About this task -> Output, exactly and in full, the entries that appear below.

Collected data entries ->
((
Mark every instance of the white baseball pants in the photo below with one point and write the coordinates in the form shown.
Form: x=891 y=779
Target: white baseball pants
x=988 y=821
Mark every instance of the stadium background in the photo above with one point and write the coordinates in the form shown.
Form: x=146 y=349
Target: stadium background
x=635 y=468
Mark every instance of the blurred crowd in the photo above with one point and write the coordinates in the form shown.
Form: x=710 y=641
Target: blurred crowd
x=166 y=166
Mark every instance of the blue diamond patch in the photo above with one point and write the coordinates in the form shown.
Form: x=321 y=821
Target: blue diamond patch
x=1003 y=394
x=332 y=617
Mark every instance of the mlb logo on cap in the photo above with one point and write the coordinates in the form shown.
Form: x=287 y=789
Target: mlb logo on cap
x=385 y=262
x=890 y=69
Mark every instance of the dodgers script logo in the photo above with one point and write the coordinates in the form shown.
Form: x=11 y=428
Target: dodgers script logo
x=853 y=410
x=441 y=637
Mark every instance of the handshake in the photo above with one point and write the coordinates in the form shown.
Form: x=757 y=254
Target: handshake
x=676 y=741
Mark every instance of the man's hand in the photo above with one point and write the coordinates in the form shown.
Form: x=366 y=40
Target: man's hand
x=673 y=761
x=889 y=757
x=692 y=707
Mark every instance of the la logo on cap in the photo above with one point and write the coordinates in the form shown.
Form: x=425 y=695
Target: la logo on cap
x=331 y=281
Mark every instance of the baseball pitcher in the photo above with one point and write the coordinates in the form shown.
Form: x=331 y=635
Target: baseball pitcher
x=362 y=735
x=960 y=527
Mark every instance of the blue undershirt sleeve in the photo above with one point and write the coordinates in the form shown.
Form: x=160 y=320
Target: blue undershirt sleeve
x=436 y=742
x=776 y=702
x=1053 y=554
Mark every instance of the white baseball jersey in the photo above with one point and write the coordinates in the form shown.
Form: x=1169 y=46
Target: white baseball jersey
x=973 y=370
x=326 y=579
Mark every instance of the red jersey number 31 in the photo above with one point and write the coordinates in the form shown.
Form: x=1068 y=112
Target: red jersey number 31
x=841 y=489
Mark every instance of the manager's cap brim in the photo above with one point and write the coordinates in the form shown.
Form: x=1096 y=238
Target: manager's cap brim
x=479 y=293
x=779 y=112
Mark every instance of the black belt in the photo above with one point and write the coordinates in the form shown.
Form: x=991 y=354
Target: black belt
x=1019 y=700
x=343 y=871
))
Response below ->
Mark every instance of the white baseball pants in the photo below with one point and write the coordinates in the form shown.
Form: x=891 y=779
Target: white baseball pants
x=988 y=821
Mark every instance of the stadium background in the photo above with one point and write the coordinates in the form shown.
Form: x=146 y=349
Target: stadium background
x=635 y=468
Mark every instance of the blurred crowd in the photo above with one point and write the coordinates in the form shown.
Form: x=710 y=641
Target: blurred crowd
x=166 y=166
Mark every instance of the blue diamond patch in the photo above with one point and write the coordinates in the form shown.
Form: x=321 y=821
Target: blue diamond patch
x=1003 y=394
x=332 y=617
Mark every instance of the mlb logo on cap in the photo above with one point and write the coordinates in the form shown.
Form: x=287 y=789
Target: mlb logo on cap
x=385 y=262
x=890 y=69
Mark every instance of the dodgers script logo in the photo above with one point and write the coordinates in the form shown.
Form: x=11 y=428
Target: dodgers script logo
x=853 y=410
x=441 y=637
Mark every instance of the handshake in the photo above with one point and write the coordinates in the form shown.
Form: x=757 y=254
Target: handshake
x=676 y=741
Mark every instance of the man's hand in the photo above with one point and write the coordinates in the form shown.
Form: x=366 y=40
Target: man's hand
x=673 y=761
x=889 y=757
x=692 y=707
Mark every instance of the la logo on cap in the photo above with one point and write the coordinates in the form shown.
Form: x=425 y=695
Target: la logo on cap
x=331 y=281
Mark every instance of the baseball pitcher in the photo above with one point and write the coordinates in the form shown.
Form: x=331 y=635
Target: baseball pitcher
x=362 y=735
x=960 y=527
Mark every instance of the blue undershirt sleeve in the photo above with one point and write the coordinates in the form shown.
Form: x=160 y=320
Target: blue undershirt sleeve
x=436 y=742
x=776 y=702
x=1053 y=554
Mark every instance of the white baseball jersey in the photo above with one point and write the coordinates in the form shown.
Form: x=1169 y=46
Target: white baseball jersey
x=973 y=370
x=326 y=579
Mark every instance of the red jersey number 31 in the photo above with one point and write the coordinates in the form shown.
Form: x=1068 y=112
Target: red jersey number 31
x=841 y=489
Mark every instance of the manager's cap brim in the photo above with one point and write the coordinates in the form shown.
Form: x=1096 y=238
Target: manager's cap brim
x=479 y=293
x=779 y=112
Mark every instance of the black belt in the photo above with one point and write the coordinates in the form shown.
Form: x=991 y=354
Target: black belt
x=1019 y=700
x=343 y=871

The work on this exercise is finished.